**** Text segment ****

Nuclear energy is
produced when atoms of a fissile material, such as uranium-235,
are split in a controlled chain reaction. The heat that
is generated is used to boil water, produce steam, and drive
a steam turbine. Physicist Bernard Cohen calculated the
useful lifetime of nuclear power in the billions of years
- longer than the life of the sun itself (which ultimately
powers other renewables), and subsequently stated that this
should qualify nuclear power as a renewable resource.
Of all the known energy sources, nuclear energy has perhaps
the lowest initial impact on the environment, especially
in relation to kilowatts produced, because nuclear plants
do not emit harmful greenhouse gases, require a relatively
small footprint, and effectively mitigate other impacts.
The downside is that it produces waste that is radioactive
for 10,000+ years, the storage of which presents some very
difficult and dangerous long term challenges.

**** Given entries ****

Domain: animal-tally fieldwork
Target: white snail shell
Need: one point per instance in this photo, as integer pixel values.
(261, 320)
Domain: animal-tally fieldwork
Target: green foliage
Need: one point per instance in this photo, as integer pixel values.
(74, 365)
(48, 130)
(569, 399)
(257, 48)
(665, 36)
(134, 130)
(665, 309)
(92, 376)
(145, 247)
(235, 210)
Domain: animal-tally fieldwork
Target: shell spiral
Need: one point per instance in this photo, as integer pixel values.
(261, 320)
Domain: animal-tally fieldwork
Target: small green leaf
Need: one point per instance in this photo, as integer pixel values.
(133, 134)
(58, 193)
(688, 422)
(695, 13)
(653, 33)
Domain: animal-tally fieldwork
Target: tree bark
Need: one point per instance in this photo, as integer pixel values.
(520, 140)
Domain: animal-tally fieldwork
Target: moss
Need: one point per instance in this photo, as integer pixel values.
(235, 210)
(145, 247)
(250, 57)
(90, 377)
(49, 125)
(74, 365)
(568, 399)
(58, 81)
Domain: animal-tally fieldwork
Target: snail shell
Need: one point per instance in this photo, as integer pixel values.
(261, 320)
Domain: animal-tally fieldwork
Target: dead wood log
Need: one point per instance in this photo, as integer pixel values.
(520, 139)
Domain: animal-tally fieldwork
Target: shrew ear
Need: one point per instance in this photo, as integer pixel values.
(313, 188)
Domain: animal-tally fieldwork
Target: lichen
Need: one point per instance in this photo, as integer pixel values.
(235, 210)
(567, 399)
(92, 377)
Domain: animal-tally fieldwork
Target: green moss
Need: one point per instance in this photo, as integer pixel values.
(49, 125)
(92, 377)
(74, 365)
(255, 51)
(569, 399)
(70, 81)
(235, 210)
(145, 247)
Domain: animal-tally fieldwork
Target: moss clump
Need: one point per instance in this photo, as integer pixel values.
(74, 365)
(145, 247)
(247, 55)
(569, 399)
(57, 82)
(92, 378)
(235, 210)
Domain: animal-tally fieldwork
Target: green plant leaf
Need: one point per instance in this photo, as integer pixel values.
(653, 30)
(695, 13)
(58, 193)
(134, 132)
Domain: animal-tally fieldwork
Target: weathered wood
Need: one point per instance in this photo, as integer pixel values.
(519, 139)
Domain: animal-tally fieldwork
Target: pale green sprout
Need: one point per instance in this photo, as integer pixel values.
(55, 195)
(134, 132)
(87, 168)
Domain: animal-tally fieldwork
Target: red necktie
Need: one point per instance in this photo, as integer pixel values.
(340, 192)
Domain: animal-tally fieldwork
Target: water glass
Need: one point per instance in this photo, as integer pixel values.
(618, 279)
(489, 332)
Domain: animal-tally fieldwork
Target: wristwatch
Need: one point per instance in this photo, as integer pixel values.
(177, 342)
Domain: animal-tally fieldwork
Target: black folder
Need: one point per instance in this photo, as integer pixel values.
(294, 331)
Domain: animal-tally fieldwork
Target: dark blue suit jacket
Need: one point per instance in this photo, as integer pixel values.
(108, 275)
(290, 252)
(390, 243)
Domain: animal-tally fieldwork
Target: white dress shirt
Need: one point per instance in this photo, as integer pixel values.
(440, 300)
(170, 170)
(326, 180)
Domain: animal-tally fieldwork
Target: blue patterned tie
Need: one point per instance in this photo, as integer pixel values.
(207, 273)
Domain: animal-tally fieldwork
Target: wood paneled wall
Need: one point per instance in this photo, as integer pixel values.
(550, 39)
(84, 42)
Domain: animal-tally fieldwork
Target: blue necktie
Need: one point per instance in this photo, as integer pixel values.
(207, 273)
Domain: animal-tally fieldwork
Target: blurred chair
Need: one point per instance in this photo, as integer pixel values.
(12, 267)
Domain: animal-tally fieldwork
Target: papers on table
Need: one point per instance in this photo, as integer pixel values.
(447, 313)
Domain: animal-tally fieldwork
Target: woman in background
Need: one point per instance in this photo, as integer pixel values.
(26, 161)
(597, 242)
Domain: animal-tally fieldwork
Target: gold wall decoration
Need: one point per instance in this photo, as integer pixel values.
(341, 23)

****
**** Given entries ****

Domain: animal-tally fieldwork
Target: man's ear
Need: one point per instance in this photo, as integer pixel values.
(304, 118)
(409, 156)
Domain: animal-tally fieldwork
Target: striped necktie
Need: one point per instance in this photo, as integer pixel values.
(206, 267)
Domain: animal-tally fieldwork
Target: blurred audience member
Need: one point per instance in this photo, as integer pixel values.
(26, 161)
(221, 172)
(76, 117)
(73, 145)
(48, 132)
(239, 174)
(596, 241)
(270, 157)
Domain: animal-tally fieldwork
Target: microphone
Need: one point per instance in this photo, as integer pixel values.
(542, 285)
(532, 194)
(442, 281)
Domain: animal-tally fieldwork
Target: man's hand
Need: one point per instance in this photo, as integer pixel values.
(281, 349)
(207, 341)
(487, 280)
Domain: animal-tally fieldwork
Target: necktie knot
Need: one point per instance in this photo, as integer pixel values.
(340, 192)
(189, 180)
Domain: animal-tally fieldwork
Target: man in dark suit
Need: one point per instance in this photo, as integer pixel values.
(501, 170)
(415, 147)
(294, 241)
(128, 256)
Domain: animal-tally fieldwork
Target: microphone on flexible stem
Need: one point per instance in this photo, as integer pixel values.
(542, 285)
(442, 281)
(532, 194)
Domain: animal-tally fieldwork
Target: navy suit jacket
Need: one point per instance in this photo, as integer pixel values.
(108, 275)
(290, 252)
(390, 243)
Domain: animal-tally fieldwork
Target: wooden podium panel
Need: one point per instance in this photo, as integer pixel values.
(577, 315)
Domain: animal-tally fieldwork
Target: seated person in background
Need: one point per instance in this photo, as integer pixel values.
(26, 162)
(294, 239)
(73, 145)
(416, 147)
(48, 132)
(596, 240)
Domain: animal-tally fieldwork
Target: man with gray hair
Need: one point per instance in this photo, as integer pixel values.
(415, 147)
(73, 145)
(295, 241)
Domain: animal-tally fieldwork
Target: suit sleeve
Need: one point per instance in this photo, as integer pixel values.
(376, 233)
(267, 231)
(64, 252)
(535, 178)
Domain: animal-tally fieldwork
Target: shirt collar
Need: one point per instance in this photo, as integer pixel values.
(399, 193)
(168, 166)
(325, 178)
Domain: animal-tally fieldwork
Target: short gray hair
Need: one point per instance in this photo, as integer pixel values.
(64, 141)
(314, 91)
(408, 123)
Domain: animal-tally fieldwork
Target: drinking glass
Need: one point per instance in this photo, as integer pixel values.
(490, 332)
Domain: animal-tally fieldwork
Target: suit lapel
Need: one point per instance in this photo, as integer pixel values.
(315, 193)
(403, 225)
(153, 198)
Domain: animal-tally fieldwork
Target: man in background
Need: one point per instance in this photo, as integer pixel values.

****

» Task instructions
(a) According to the nuclear energy passage, why does nuclear energy have perhaps the lowest initial impact on the environment? List every reason it gives.
(b) Carry on writing the nuclear energy passage, starting after its final sentence.

» Answers by task
(a)
- Nuclear plants do not emit harmful greenhouse gases.
- They require a relatively small footprint.
- They effectively mitigate other impacts.

(b)
Impacts on birds
Because the areas around nuclear power plants and their
cooling ponds are so clean, some plants have developed them
as wetlands that provide nesting areas for waterfowl and
other birds. In fact, such endangered birds as Osprey, Peregrine
Falcons, Bald Eagles, and Red-Cockaded Woodpeckers, have
found a home at nuclear power plants. Some nuclear plants
also have programs to protect species that are not endangered,
such as Eastern Bluebirds, Wood Ducks, American Kestrels,
Wild Turkeys, and Ring-necked Pheasant.
Clearly, there are
many huge potential negative impacts to birds and other
wildlife from radiation poisoning in the case of nuclear
catastrophe, but these are outside the scope of this document.